(YOUR OBJECTIVE)
A faithful copy of each entry below is expected, with the images removed.

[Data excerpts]
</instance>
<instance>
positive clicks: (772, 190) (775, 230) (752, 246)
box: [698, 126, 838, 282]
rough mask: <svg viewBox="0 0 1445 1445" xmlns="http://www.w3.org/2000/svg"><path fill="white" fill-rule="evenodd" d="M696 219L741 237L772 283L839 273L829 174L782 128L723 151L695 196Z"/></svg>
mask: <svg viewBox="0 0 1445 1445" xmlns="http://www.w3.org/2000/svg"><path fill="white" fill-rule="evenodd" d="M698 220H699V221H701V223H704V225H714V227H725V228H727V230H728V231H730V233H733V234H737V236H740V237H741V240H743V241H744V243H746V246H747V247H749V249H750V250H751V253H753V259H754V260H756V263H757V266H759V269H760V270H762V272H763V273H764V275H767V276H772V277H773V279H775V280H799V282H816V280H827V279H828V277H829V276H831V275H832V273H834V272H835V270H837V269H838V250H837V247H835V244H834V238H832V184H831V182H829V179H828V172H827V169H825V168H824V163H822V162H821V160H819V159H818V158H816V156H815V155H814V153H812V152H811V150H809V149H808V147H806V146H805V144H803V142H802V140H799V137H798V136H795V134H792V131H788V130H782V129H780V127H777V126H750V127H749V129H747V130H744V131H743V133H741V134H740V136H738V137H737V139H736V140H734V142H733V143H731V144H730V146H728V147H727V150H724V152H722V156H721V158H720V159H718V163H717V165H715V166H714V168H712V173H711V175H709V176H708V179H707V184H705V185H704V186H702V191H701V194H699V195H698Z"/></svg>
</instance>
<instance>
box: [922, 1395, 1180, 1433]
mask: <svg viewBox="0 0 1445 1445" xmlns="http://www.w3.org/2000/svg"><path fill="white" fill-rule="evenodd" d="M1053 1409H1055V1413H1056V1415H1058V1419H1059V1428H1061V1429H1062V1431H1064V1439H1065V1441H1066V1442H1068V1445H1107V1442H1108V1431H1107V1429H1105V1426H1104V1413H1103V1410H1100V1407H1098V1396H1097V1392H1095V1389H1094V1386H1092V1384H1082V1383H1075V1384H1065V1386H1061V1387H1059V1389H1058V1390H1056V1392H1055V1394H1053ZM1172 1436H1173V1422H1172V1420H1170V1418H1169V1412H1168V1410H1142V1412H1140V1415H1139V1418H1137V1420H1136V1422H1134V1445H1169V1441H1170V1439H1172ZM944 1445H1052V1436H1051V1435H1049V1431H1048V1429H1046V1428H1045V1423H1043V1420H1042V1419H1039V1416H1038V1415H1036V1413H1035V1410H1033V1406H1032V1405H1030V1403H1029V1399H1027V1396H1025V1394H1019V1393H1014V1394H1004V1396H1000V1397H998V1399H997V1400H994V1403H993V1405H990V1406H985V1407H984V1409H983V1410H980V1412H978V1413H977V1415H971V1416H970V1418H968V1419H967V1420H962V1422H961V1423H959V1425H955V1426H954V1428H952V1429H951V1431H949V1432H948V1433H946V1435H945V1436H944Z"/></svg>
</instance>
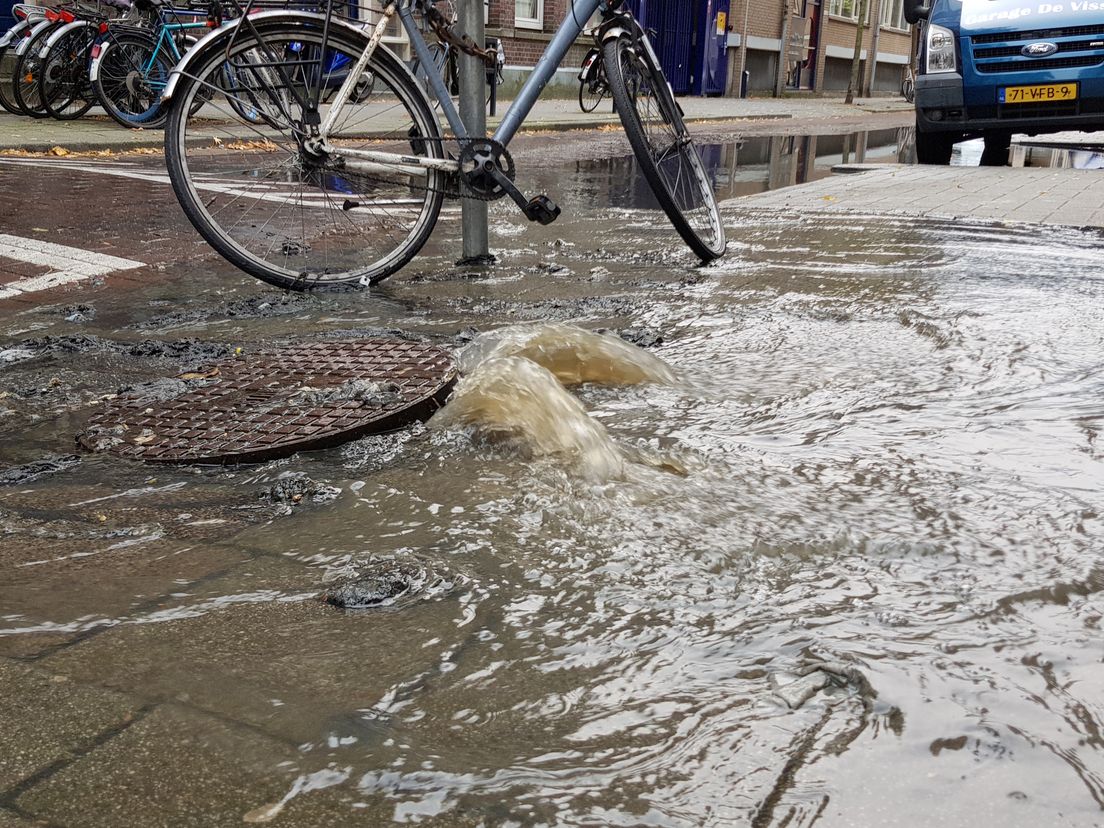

(RESPONSE BELOW)
</instance>
<instance>
positive clicks: (772, 190) (775, 230) (752, 246)
box: [698, 126, 838, 282]
rough mask: <svg viewBox="0 0 1445 1445" xmlns="http://www.w3.org/2000/svg"><path fill="white" fill-rule="evenodd" d="M696 219L741 237L772 283L839 273L829 174L782 128L723 151L695 196Z"/></svg>
mask: <svg viewBox="0 0 1445 1445" xmlns="http://www.w3.org/2000/svg"><path fill="white" fill-rule="evenodd" d="M698 220H699V221H701V223H704V225H714V227H725V228H727V230H728V231H730V233H733V234H737V236H740V237H741V240H743V241H744V243H746V246H747V247H749V249H750V250H751V253H753V259H754V260H756V263H757V266H759V269H760V270H762V272H763V273H764V275H767V276H772V277H773V279H775V280H799V282H816V280H827V279H828V277H829V276H831V275H832V273H834V272H835V270H837V269H838V250H837V247H835V244H834V238H832V184H831V182H829V179H828V172H827V169H825V168H824V163H822V162H821V160H819V159H818V158H816V156H815V155H814V153H812V152H811V150H809V149H808V147H806V146H805V144H803V142H802V140H799V137H798V136H795V134H792V131H788V130H782V129H780V127H777V126H750V127H749V129H747V130H744V131H743V133H741V134H740V136H738V137H737V139H736V140H734V142H733V143H731V144H730V146H728V147H727V150H724V152H722V156H721V158H720V159H718V163H717V165H715V166H714V168H712V173H711V175H709V176H708V179H707V184H705V185H704V186H702V191H701V194H699V195H698Z"/></svg>
</instance>
<instance>
box: [922, 1395, 1180, 1433]
mask: <svg viewBox="0 0 1445 1445" xmlns="http://www.w3.org/2000/svg"><path fill="white" fill-rule="evenodd" d="M1053 1409H1055V1413H1056V1415H1058V1419H1059V1428H1061V1429H1062V1431H1064V1439H1065V1441H1066V1442H1068V1445H1107V1442H1108V1431H1107V1429H1105V1426H1104V1413H1103V1410H1100V1407H1098V1396H1097V1392H1095V1389H1094V1386H1092V1384H1082V1383H1075V1384H1065V1386H1061V1387H1059V1389H1058V1390H1056V1392H1055V1394H1053ZM1172 1436H1173V1422H1172V1420H1170V1418H1169V1412H1168V1410H1142V1412H1140V1415H1139V1418H1137V1420H1136V1422H1134V1445H1169V1441H1170V1439H1172ZM944 1445H1052V1436H1051V1435H1049V1431H1048V1429H1046V1428H1045V1423H1043V1420H1042V1419H1039V1416H1038V1415H1036V1413H1035V1410H1033V1406H1032V1405H1030V1403H1029V1399H1027V1396H1025V1394H1019V1393H1014V1394H1004V1396H1000V1397H998V1399H997V1400H994V1403H993V1405H990V1406H985V1407H984V1409H983V1410H980V1412H978V1413H977V1415H971V1416H970V1418H968V1419H967V1420H962V1422H961V1423H959V1425H955V1426H954V1428H952V1429H951V1431H949V1432H948V1433H946V1435H945V1436H944Z"/></svg>
</instance>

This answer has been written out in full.